■ Problem:
Repeat each entry in full, exactly.

══ Material for this exercise

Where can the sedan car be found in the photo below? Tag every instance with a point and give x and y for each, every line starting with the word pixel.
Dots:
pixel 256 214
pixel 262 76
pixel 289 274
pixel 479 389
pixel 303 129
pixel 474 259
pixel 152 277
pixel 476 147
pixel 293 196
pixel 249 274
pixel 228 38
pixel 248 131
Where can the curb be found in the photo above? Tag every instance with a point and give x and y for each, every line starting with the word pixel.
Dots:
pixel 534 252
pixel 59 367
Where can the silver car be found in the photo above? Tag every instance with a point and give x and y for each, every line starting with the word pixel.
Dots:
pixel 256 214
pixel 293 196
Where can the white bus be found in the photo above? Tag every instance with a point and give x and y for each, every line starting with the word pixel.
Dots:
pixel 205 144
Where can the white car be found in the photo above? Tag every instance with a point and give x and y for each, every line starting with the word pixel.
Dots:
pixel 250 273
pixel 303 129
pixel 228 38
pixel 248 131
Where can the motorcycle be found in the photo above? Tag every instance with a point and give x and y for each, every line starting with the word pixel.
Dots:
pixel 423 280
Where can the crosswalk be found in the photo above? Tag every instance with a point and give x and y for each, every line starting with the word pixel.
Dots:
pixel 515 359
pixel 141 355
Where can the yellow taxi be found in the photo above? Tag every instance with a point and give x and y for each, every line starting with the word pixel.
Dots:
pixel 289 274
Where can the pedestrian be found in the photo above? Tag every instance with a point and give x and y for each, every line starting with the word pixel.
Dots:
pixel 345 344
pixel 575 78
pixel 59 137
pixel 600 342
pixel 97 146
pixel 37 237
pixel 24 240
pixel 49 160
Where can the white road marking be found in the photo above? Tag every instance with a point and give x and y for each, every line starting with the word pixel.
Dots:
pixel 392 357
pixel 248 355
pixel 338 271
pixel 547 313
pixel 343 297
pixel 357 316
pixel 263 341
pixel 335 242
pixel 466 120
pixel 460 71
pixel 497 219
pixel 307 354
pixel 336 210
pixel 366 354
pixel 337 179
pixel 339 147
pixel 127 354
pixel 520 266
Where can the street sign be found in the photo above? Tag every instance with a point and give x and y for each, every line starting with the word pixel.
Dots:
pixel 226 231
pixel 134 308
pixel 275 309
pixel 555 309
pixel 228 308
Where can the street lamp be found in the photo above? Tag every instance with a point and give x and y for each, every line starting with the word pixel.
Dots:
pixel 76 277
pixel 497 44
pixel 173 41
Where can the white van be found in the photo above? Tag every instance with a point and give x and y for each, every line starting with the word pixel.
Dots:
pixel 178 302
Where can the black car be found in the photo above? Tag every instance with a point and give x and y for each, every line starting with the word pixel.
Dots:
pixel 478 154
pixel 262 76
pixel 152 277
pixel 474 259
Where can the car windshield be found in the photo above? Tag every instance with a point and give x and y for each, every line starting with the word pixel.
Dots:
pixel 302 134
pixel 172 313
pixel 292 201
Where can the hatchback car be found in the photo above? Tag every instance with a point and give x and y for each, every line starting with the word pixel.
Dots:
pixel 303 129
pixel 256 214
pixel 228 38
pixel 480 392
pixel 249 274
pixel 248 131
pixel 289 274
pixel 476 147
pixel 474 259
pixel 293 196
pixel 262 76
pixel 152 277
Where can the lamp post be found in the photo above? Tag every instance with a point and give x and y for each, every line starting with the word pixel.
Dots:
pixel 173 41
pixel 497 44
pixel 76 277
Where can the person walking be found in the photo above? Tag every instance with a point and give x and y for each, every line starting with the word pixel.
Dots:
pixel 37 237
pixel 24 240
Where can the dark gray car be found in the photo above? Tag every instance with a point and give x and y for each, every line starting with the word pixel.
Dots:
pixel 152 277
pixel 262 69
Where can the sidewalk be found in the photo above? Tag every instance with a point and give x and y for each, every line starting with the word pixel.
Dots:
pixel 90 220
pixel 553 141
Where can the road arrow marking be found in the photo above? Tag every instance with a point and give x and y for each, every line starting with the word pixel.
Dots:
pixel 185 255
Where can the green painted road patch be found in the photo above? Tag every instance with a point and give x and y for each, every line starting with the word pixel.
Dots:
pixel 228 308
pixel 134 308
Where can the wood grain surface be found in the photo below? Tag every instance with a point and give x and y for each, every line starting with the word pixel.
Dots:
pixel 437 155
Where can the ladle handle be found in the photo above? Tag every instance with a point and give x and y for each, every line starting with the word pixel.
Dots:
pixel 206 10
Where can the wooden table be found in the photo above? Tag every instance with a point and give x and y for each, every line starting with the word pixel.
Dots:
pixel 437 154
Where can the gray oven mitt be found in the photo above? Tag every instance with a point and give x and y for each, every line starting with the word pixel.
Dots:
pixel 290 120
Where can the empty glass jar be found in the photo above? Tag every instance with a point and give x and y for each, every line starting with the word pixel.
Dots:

════

■ Output for this task:
Where can the sedan car be found in the photo below? Tag every instance with a point and give x and y for each, every line starting with the word pixel.
Dots:
pixel 256 214
pixel 262 76
pixel 289 274
pixel 479 389
pixel 303 129
pixel 474 259
pixel 152 277
pixel 476 147
pixel 293 196
pixel 249 274
pixel 228 38
pixel 248 131
Where can the curb be found in the photo above? Tag every instance with a point and give x and y for each, every line starting with the word pixel.
Dots:
pixel 534 252
pixel 59 367
Where can the silver car be found in the photo above? Tag every instance with a point and give x and y for each, every line starting with the word pixel.
Dots:
pixel 256 214
pixel 293 196
Where can the white bus be found in the photo above? Tag every instance with a point and give x and y for each, every line starting with the word pixel.
Dots:
pixel 205 144
Where can the white car be found in the photo above? Tag every instance with a point and give x and y for each, every line starting with the word pixel.
Dots:
pixel 250 273
pixel 303 129
pixel 228 38
pixel 248 131
Where can the motorcycle be found in the photo above? Tag every instance with a point and give x and y for each, every line starting with the word pixel.
Dots:
pixel 423 280
Where can the crosswalk be found in the photo above? Tag every instance with a point and give x and y for each, every line starting with the word pixel.
Dots:
pixel 515 359
pixel 141 355
Where can the yellow taxi be found in the photo above? Tag every instance with a point and give x and y for each, every line starting with the word pixel.
Dots:
pixel 289 274
Where can the pedestrian be found in the photo above? Tag every instance with a point and give x and y for each, every line starting with the word pixel.
Dots:
pixel 345 344
pixel 575 78
pixel 59 137
pixel 600 342
pixel 97 146
pixel 37 237
pixel 24 240
pixel 49 160
Where can the white road marking be found in the photo above? Tag every instance with a point and give x and y for each, every line starting with the word pixel.
Dots:
pixel 392 357
pixel 248 355
pixel 338 271
pixel 547 313
pixel 343 297
pixel 357 316
pixel 263 341
pixel 335 242
pixel 466 120
pixel 460 71
pixel 497 219
pixel 307 354
pixel 336 210
pixel 366 354
pixel 337 179
pixel 339 147
pixel 127 354
pixel 520 266
Where can the street sign be found in the photo above? Tag every instance with a point and give x and y for each, every line starting with the word pixel.
Dots:
pixel 226 231
pixel 134 308
pixel 275 309
pixel 555 309
pixel 228 308
Where can the street lamp be found in the photo above? Tag every instance with a point and give x and y for each, every line starting with the word pixel.
Dots:
pixel 76 277
pixel 497 44
pixel 173 41
Where can the white van be found in the photo above? Tag every instance with a point and give x and y for each, every line starting with the word pixel.
Dots:
pixel 178 302
Where can the black car be found in the photo above? Tag every instance with a point and give x and y for each, every line starting with the word pixel.
Dots:
pixel 478 154
pixel 262 76
pixel 152 277
pixel 474 259
Where can the car windshield be found in the photo above? Tag every instance with a point and give x and y for each, every line starting with the word pixel.
Dots:
pixel 302 134
pixel 172 313
pixel 292 201
Where can the hatchback car be found in the photo above? Tag every instance with a point and give x and y for each, every line starting with the word pixel.
Dots:
pixel 303 129
pixel 256 214
pixel 228 38
pixel 480 392
pixel 249 274
pixel 248 131
pixel 289 274
pixel 476 147
pixel 474 259
pixel 293 196
pixel 262 76
pixel 152 277
Where can the lamp post be found in the photo above? Tag every instance with a point and give x and y for each, every line starting with the word pixel.
Dots:
pixel 173 41
pixel 497 44
pixel 76 277
Where can the person walking be found in the photo above? Tag every instance with a point and give x and y for each, every line starting with the word pixel.
Dots:
pixel 37 237
pixel 24 240
Where can the dark gray car be found in the photo above? Tag every instance with a point and give x and y for each, every line starting with the word pixel.
Dots:
pixel 152 277
pixel 262 69
Where can the sidewalk be found in the photo above? Tag every instance with a point and give x and y for each, every line starting with the word pixel.
Dots:
pixel 90 220
pixel 553 141
Where can the road arrow marking be found in the photo above? Tag every instance with a point and give x and y for each, every line starting with the word pixel.
Dots:
pixel 185 255
Where can the green painted road patch be found in the photo above? Tag every instance with a point and give x and y for each, every line starting with the word pixel.
Dots:
pixel 228 308
pixel 134 308
Where can the wood grain surface be found in the photo below? Tag every instance with a point and give x and y for each, every line starting with the word pixel.
Dots:
pixel 437 155
Where can the ladle handle be found in the photo above? Tag every instance with a point and give x and y for each, every line starting with the word pixel.
Dots:
pixel 206 10
Where can the wooden table be found in the photo above? Tag every instance with a point and give x and y for each, every line starting with the word pixel.
Dots:
pixel 437 154
Where can the gray oven mitt be found in the photo above? Tag every instance with a point and give x and y for each, every line starting with the word pixel.
Dots:
pixel 290 120
Where can the empty glass jar be found in the photo above? Tag every instance with a point and give x and y for each, every line starting with the word pixel.
Dots:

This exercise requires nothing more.